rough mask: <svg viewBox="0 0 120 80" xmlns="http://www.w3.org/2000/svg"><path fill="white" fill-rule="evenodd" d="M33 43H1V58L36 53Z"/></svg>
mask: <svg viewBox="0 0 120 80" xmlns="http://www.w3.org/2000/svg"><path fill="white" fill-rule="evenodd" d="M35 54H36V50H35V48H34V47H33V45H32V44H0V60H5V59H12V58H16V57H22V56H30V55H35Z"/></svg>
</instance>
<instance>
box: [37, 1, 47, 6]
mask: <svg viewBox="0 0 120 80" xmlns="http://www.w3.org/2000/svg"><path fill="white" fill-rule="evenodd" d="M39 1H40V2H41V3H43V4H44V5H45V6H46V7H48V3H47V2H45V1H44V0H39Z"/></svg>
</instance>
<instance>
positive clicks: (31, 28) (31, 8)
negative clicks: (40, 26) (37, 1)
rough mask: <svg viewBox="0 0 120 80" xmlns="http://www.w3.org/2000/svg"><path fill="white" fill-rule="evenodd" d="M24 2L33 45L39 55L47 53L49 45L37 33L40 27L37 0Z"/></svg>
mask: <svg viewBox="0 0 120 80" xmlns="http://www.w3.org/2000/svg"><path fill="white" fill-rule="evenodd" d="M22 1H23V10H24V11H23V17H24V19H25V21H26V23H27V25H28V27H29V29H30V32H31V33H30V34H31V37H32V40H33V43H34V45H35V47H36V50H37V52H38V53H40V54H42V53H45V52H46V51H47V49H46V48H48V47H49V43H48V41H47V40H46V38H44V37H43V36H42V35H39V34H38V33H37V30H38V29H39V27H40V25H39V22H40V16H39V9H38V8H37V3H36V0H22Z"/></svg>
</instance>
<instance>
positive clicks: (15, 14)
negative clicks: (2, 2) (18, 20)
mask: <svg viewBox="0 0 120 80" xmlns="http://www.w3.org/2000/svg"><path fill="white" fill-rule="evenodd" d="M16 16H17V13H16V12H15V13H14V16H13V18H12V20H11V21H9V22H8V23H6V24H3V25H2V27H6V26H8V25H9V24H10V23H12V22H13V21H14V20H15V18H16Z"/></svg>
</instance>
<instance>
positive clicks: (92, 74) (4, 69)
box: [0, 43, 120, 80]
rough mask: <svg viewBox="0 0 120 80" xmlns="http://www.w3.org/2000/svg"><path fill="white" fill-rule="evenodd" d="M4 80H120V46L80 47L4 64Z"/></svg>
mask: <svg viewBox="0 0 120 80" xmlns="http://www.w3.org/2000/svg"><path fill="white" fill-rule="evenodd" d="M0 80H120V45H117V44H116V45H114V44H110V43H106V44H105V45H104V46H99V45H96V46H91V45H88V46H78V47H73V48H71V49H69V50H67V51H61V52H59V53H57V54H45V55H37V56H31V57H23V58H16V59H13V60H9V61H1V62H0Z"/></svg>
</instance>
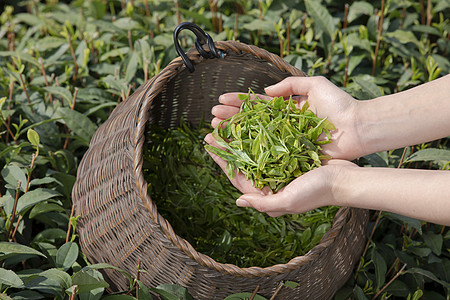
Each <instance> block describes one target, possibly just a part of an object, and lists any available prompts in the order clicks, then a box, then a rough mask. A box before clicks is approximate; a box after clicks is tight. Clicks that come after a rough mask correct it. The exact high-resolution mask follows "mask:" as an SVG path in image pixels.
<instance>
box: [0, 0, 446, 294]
mask: <svg viewBox="0 0 450 300" xmlns="http://www.w3.org/2000/svg"><path fill="white" fill-rule="evenodd" d="M0 9H1V16H0V23H1V27H0V98H1V102H0V108H1V110H0V111H1V115H0V118H1V124H0V134H1V139H0V164H1V166H0V168H1V189H0V191H1V198H0V206H1V208H0V241H1V242H0V262H1V265H0V291H1V292H2V293H1V294H0V298H1V299H3V298H4V299H10V298H12V299H40V298H53V299H67V298H71V299H74V298H75V296H77V297H79V298H80V299H100V298H102V299H103V298H104V299H113V298H114V299H115V298H118V297H120V298H124V299H128V298H129V299H134V298H138V299H151V298H152V297H153V298H155V297H158V296H157V295H160V296H161V295H162V296H161V297H163V298H164V297H165V298H164V299H189V295H188V294H187V292H186V291H185V290H184V289H183V288H182V287H178V286H171V285H163V286H160V287H145V286H143V285H142V284H141V283H140V282H139V281H138V280H136V279H134V278H132V277H131V276H130V275H129V276H130V289H129V290H128V291H124V292H123V293H120V295H106V292H105V288H106V287H107V283H106V282H105V281H104V280H103V277H102V275H101V273H100V272H99V271H98V270H99V269H102V268H109V267H112V266H109V265H106V264H99V265H90V264H89V263H88V262H87V260H86V259H85V257H84V255H83V253H81V252H80V249H79V247H78V245H77V235H76V230H74V229H75V228H76V220H77V217H76V216H74V215H73V211H72V210H71V189H72V186H73V183H74V181H75V175H76V169H77V165H78V163H79V161H80V160H81V158H82V156H83V154H84V152H85V151H86V149H87V148H88V146H89V140H90V138H91V136H92V134H93V133H94V132H95V130H96V129H97V127H98V126H99V125H100V124H102V123H103V122H104V121H105V120H106V119H107V117H108V115H109V113H110V112H111V111H112V110H113V109H114V107H115V106H116V105H117V103H119V102H120V101H123V100H124V99H125V98H126V97H127V96H129V95H130V94H131V93H132V92H133V91H134V90H136V88H137V87H139V85H141V84H142V83H144V82H145V81H146V80H148V79H149V78H151V77H152V76H154V75H155V74H158V73H159V71H160V70H161V69H162V68H164V66H165V65H167V64H168V63H169V62H170V61H171V60H172V59H174V58H175V57H176V52H175V50H174V46H173V40H172V32H173V30H174V28H175V26H176V25H177V24H178V23H180V22H181V21H193V22H195V23H196V24H198V25H199V26H201V27H202V28H203V29H204V30H205V31H207V32H208V33H210V34H211V36H212V37H213V39H214V40H216V41H217V40H232V39H236V40H239V41H241V42H244V43H247V44H254V45H258V46H259V47H261V48H264V49H267V50H269V51H270V52H272V53H276V54H279V55H280V56H282V57H283V58H284V59H285V60H286V61H288V62H289V63H291V64H292V65H294V66H296V67H298V68H300V69H302V70H304V71H305V72H307V73H308V74H309V75H323V76H326V77H327V78H329V79H330V80H331V81H333V82H334V83H335V84H336V85H338V86H340V87H342V88H344V89H345V90H346V91H347V92H349V93H350V94H352V95H353V96H354V97H356V98H357V99H360V100H364V99H371V98H375V97H379V96H382V95H386V94H392V93H395V92H399V91H402V90H405V89H409V88H411V87H414V86H417V85H419V84H421V83H425V82H427V81H430V80H433V79H435V78H437V77H439V76H442V75H445V74H448V73H449V71H450V61H449V59H448V58H449V56H450V54H449V53H450V41H449V40H450V35H449V33H450V21H449V18H448V17H449V16H450V2H449V1H448V0H430V1H424V0H421V1H407V0H391V1H374V2H364V1H331V0H323V1H312V0H304V1H293V0H283V1H281V0H280V1H270V0H264V1H255V0H253V1H238V2H235V1H225V0H222V1H206V0H202V1H165V0H159V1H154V0H148V1H146V0H134V1H125V0H123V1H119V0H76V1H58V0H47V1H37V0H27V1H6V2H2V4H1V5H0ZM181 42H182V44H183V46H184V48H185V49H187V48H188V47H190V46H191V45H192V44H193V37H192V36H190V35H189V34H186V35H183V37H182V39H181ZM424 101H426V99H424ZM449 148H450V147H449V139H448V138H445V139H442V140H439V141H434V142H431V143H426V144H422V145H415V146H411V147H406V148H404V149H393V150H392V151H386V152H382V153H377V154H373V155H369V156H367V157H364V158H362V159H361V160H360V162H359V163H360V164H361V165H365V166H367V167H379V166H385V167H386V166H388V167H393V168H397V167H399V168H432V169H448V168H449V163H448V162H449V161H450V150H449ZM442 196H443V197H447V198H448V195H442ZM367 235H368V244H367V249H366V250H365V251H364V253H363V255H362V257H361V261H360V264H359V265H357V266H355V269H354V274H353V276H352V277H351V279H350V280H349V281H348V282H347V284H346V285H345V286H344V287H343V288H342V289H341V290H340V291H339V292H338V293H337V294H336V296H335V299H348V298H351V299H374V298H376V299H388V298H390V299H404V298H407V299H450V255H449V248H450V233H449V230H448V228H446V227H444V226H439V225H435V224H428V223H424V222H421V221H419V220H414V219H410V218H405V217H402V216H399V215H394V214H389V213H382V212H373V217H372V219H371V223H370V226H369V228H368V232H367ZM133 276H134V275H133ZM75 287H76V288H75ZM284 288H289V287H284ZM247 292H248V293H243V294H239V295H235V296H233V297H232V296H230V299H231V298H233V299H245V298H246V297H247V298H248V297H249V295H250V294H251V292H252V291H247ZM176 295H178V296H176ZM171 297H172V298H171ZM261 298H262V297H260V298H259V299H261ZM255 299H256V298H255Z"/></svg>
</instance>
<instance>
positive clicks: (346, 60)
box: [344, 56, 350, 87]
mask: <svg viewBox="0 0 450 300" xmlns="http://www.w3.org/2000/svg"><path fill="white" fill-rule="evenodd" d="M349 62H350V56H347V59H346V61H345V70H344V87H346V86H347V80H348V63H349Z"/></svg>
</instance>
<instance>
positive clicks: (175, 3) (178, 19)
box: [174, 0, 181, 24]
mask: <svg viewBox="0 0 450 300" xmlns="http://www.w3.org/2000/svg"><path fill="white" fill-rule="evenodd" d="M174 2H175V10H176V12H177V24H180V23H181V13H180V3H178V0H175V1H174Z"/></svg>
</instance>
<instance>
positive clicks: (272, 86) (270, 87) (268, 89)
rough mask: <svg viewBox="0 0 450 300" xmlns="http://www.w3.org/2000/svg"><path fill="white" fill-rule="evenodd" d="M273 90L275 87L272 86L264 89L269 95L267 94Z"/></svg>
mask: <svg viewBox="0 0 450 300" xmlns="http://www.w3.org/2000/svg"><path fill="white" fill-rule="evenodd" d="M271 89H273V85H270V86H268V87H265V88H264V91H265V92H266V93H267V92H270V90H271Z"/></svg>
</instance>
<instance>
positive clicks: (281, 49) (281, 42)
mask: <svg viewBox="0 0 450 300" xmlns="http://www.w3.org/2000/svg"><path fill="white" fill-rule="evenodd" d="M283 52H284V39H280V57H281V58H283Z"/></svg>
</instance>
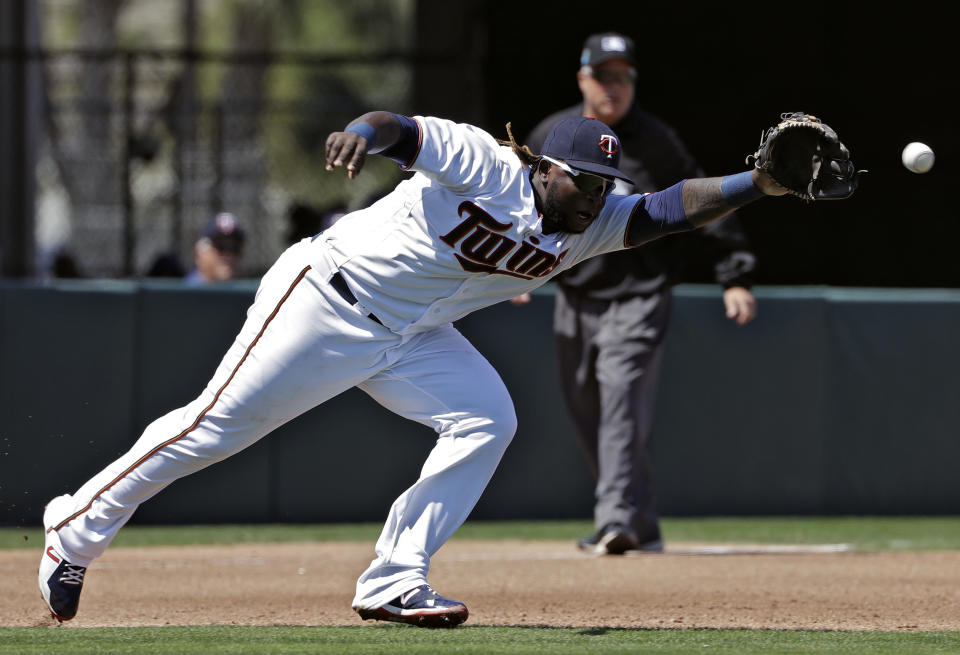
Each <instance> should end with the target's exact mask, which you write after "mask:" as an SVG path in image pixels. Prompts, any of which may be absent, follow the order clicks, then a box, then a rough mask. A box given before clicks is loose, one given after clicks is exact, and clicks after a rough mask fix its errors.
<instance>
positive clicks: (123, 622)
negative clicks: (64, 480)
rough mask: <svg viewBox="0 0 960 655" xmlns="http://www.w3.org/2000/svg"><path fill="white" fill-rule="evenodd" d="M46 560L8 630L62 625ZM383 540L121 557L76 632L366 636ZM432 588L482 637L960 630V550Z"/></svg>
mask: <svg viewBox="0 0 960 655" xmlns="http://www.w3.org/2000/svg"><path fill="white" fill-rule="evenodd" d="M38 557H39V553H38V552H35V551H33V550H29V551H27V550H12V551H11V550H8V551H0V625H3V626H41V625H55V621H53V620H52V619H51V618H50V617H49V614H46V613H45V611H44V608H43V603H42V601H41V600H40V598H39V592H38V591H37V584H36V565H37V561H38V560H37V558H38ZM372 557H373V552H372V545H371V544H369V543H343V542H339V543H316V544H265V545H256V544H244V545H237V546H199V547H189V548H185V547H179V548H177V547H155V548H115V549H112V550H110V551H109V552H108V553H107V554H106V555H105V556H104V557H102V558H101V559H99V560H98V561H97V562H95V563H94V565H93V566H92V567H90V570H89V572H88V574H87V581H86V586H85V588H84V594H83V599H82V602H81V604H80V612H79V614H78V615H77V618H76V619H74V620H73V621H71V622H69V623H67V624H65V625H66V626H69V627H94V626H145V625H198V624H226V625H358V624H360V623H361V621H360V619H359V618H358V617H357V616H356V614H354V613H353V611H352V610H351V609H350V601H351V598H352V595H353V586H354V583H355V580H356V578H357V576H358V575H359V574H360V572H361V571H362V570H363V569H364V568H365V567H366V565H367V564H368V563H369V561H370V559H371V558H372ZM430 581H431V583H432V584H433V585H434V586H435V587H436V588H437V589H438V590H439V591H440V592H441V593H443V594H446V595H449V596H451V597H454V598H457V599H460V600H462V601H464V602H465V603H466V604H467V606H468V607H469V608H470V612H471V615H470V619H469V624H470V625H525V626H530V625H546V626H558V627H559V626H592V627H631V628H641V627H642V628H665V627H670V628H679V627H687V628H693V627H712V628H779V629H833V630H899V631H921V630H960V552H955V551H947V552H923V553H874V554H862V553H861V554H858V553H848V552H834V551H832V550H831V549H829V548H828V549H823V552H815V551H811V550H810V549H798V552H790V550H789V549H781V551H780V552H777V551H772V552H771V551H766V550H764V549H763V548H749V547H737V548H735V549H725V548H719V547H716V548H715V547H710V546H709V545H705V544H671V545H670V547H668V550H667V552H666V553H664V554H659V555H640V556H636V557H600V558H598V557H589V556H586V555H583V554H581V553H579V552H577V551H576V549H575V548H574V547H573V545H572V544H571V543H569V542H566V541H564V542H559V541H468V540H454V541H451V542H450V543H448V544H447V545H446V546H444V548H443V549H442V550H441V551H440V553H438V554H437V556H436V557H435V558H434V561H433V565H432V570H431V574H430Z"/></svg>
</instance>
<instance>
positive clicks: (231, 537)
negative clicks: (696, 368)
mask: <svg viewBox="0 0 960 655" xmlns="http://www.w3.org/2000/svg"><path fill="white" fill-rule="evenodd" d="M380 528H381V526H380V524H374V523H357V524H326V525H287V524H265V525H215V526H136V525H131V526H127V527H126V528H124V529H123V530H122V531H121V532H120V534H119V535H118V536H117V538H116V540H115V541H114V544H113V545H114V546H180V545H188V544H237V543H263V542H303V541H307V542H309V541H371V542H372V541H375V540H376V538H377V535H378V534H379V532H380ZM592 530H593V526H592V525H591V524H590V523H589V522H587V521H516V522H514V521H498V522H486V521H468V522H467V523H466V524H465V525H464V526H463V527H462V528H461V529H460V530H459V531H458V532H457V534H456V536H455V537H454V539H563V540H572V539H576V538H578V537H582V536H585V535H587V534H589V533H590V532H592ZM663 531H664V537H665V538H666V539H667V541H668V542H669V541H709V542H722V543H770V544H827V543H829V544H836V543H844V544H850V545H851V546H852V547H853V548H854V549H856V550H860V551H898V550H960V517H956V516H943V517H792V518H791V517H749V518H667V519H664V520H663ZM42 536H43V535H42V532H41V530H40V529H39V528H37V527H30V528H0V549H2V548H34V547H39V544H42V543H43V540H42Z"/></svg>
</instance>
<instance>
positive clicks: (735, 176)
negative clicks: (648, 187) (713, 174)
mask: <svg viewBox="0 0 960 655" xmlns="http://www.w3.org/2000/svg"><path fill="white" fill-rule="evenodd" d="M751 187H752V188H751ZM786 193H787V190H786V189H785V188H783V187H782V186H780V185H779V184H777V183H776V182H774V181H773V178H772V177H770V176H769V175H768V174H767V173H765V172H764V171H761V170H760V169H757V168H754V169H753V170H752V171H749V172H748V173H740V174H738V175H728V176H726V177H705V178H698V179H693V180H687V181H686V182H684V183H683V191H682V197H683V211H684V213H685V214H686V216H687V220H688V221H690V223H692V224H693V225H695V226H696V227H700V226H701V225H706V224H707V223H711V222H713V221H715V220H717V219H718V218H723V217H724V216H726V215H727V214H729V213H730V212H732V211H733V210H734V209H737V208H738V207H742V206H744V205H746V204H747V203H749V202H752V201H753V200H757V199H759V198H761V197H763V196H782V195H786Z"/></svg>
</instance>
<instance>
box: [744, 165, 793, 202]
mask: <svg viewBox="0 0 960 655" xmlns="http://www.w3.org/2000/svg"><path fill="white" fill-rule="evenodd" d="M751 179H752V180H753V183H754V184H755V185H756V187H757V188H758V189H760V190H761V191H763V192H764V193H765V194H767V195H768V196H785V195H786V194H787V189H786V187H782V186H780V185H779V184H777V183H776V182H774V180H773V178H772V177H770V175H769V174H767V172H766V171H762V170H760V169H759V168H754V169H753V173H752V176H751Z"/></svg>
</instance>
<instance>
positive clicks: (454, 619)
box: [354, 584, 469, 628]
mask: <svg viewBox="0 0 960 655" xmlns="http://www.w3.org/2000/svg"><path fill="white" fill-rule="evenodd" d="M354 609H355V610H356V612H357V614H359V615H360V618H362V619H363V620H364V621H366V620H368V619H374V620H376V621H394V622H396V623H408V624H410V625H415V626H418V627H421V628H453V627H456V626H458V625H460V624H461V623H463V622H464V621H466V620H467V616H468V615H469V612H467V606H466V605H464V604H463V603H461V602H460V601H457V600H451V599H449V598H444V597H443V596H441V595H440V594H438V593H437V592H435V591H434V590H433V589H432V588H431V587H430V585H427V584H422V585H420V586H419V587H416V588H414V589H411V590H410V591H407V592H405V593H402V594H400V595H399V596H397V597H396V598H394V599H393V600H392V601H390V602H389V603H387V604H386V605H384V606H383V607H378V608H377V609H373V610H365V609H358V608H354Z"/></svg>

◇ ◇ ◇ ◇

What to work on
Set down exactly the lines of the data above, beginning with the line that has "negative clicks: (2, 2) (18, 20)" and ending with the line that has "box: [0, 43, 120, 80]", and no others.

Finished exercise
negative clicks: (2, 2) (18, 20)
mask: <svg viewBox="0 0 120 80" xmlns="http://www.w3.org/2000/svg"><path fill="white" fill-rule="evenodd" d="M16 16H17V13H16V12H15V13H14V16H13V18H12V20H11V21H9V22H8V23H6V24H3V25H2V27H6V26H8V25H9V24H10V23H12V22H13V21H14V20H15V18H16Z"/></svg>
</instance>
<instance>
positive clicks: (92, 74) (4, 69)
box: [0, 43, 120, 80]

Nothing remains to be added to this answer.